• THE REQUEST: Using the entries below, return word for word the lines from the one containing "Guideline: for each instance of the stem, imagine" up to and including the last.
++++ RECORDED DATA
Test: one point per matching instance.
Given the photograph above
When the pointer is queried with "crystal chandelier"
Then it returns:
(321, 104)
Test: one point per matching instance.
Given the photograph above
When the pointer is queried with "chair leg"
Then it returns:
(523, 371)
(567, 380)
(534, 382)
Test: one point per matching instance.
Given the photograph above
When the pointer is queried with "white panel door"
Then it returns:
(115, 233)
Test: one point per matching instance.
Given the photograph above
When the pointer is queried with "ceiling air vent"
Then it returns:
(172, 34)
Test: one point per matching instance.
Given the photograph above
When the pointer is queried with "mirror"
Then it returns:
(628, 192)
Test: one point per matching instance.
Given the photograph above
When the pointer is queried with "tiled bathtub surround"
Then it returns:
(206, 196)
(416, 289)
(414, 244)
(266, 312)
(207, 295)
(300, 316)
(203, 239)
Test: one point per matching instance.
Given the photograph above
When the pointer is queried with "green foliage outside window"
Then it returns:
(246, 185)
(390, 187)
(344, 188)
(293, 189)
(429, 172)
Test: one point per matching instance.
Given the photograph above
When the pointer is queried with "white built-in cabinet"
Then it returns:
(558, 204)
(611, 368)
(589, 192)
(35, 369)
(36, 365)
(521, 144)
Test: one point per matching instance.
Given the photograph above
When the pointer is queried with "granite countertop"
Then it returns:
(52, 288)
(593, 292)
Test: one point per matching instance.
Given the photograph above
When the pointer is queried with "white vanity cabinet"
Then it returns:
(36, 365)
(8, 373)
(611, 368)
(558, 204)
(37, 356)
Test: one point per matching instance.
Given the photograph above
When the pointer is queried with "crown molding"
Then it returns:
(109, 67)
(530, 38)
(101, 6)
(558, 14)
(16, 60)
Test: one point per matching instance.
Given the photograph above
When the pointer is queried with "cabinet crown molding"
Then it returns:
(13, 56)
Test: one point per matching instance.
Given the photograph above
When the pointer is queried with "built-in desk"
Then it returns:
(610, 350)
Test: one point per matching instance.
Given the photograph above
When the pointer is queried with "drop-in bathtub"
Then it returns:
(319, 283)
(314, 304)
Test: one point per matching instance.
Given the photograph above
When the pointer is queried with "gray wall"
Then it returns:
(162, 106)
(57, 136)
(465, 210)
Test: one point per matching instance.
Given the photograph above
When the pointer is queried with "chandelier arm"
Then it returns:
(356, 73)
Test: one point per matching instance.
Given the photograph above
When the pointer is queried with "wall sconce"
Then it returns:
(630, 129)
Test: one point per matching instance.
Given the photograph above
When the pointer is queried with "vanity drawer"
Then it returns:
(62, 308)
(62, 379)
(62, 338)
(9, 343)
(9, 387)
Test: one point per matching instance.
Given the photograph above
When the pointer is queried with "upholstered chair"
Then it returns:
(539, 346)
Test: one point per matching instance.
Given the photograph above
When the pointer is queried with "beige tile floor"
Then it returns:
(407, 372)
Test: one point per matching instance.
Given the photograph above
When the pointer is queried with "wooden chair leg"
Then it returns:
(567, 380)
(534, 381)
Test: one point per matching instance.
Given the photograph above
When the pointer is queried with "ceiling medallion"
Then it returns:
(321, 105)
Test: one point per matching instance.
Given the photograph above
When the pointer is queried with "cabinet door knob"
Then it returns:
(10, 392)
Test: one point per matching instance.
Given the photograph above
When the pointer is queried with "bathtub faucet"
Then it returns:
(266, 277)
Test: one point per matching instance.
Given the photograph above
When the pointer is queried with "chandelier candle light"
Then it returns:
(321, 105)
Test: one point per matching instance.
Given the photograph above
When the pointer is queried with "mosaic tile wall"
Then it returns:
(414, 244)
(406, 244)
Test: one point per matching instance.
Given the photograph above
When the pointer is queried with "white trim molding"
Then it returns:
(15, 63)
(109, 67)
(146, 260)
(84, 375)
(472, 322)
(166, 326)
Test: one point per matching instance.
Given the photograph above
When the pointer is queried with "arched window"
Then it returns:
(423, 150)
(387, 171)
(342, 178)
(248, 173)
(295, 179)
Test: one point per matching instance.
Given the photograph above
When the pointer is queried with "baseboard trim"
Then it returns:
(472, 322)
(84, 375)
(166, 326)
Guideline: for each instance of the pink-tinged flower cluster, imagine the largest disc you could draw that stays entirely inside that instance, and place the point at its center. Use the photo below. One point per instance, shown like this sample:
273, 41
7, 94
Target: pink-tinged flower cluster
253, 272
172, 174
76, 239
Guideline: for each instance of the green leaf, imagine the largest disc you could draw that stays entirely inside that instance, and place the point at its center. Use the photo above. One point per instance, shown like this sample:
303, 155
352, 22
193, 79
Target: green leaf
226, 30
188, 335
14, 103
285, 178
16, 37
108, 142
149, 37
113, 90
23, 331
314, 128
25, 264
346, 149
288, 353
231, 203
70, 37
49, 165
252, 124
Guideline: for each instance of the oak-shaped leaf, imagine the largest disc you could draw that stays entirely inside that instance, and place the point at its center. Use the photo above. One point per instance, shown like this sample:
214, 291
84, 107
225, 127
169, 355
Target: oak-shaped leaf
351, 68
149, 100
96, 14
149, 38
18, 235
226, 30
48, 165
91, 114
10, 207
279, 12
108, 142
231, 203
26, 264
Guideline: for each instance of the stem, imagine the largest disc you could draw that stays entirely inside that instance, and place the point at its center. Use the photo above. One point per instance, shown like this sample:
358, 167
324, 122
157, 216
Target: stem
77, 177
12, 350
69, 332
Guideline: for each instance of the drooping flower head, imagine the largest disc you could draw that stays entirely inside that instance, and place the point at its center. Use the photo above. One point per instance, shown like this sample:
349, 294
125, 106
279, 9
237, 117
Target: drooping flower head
++++++++
• FINISHED EXERCISE:
Guideline: for each instance of the stem, imagine the largest disc you could draw that stays entirely inside that instance, and place the point at its center. Use the photo above. One point per instance, shown like this sample:
358, 167
324, 122
157, 216
Target: stem
77, 177
12, 350
69, 332
Guideline: for each instance of the drooping flower head, imagine the largest disc you could draw that stays entirely inside that instance, and place the point at its center. Use the photo above. One point per instance, shown like this sample:
349, 294
125, 106
279, 9
237, 117
Target: drooping flower head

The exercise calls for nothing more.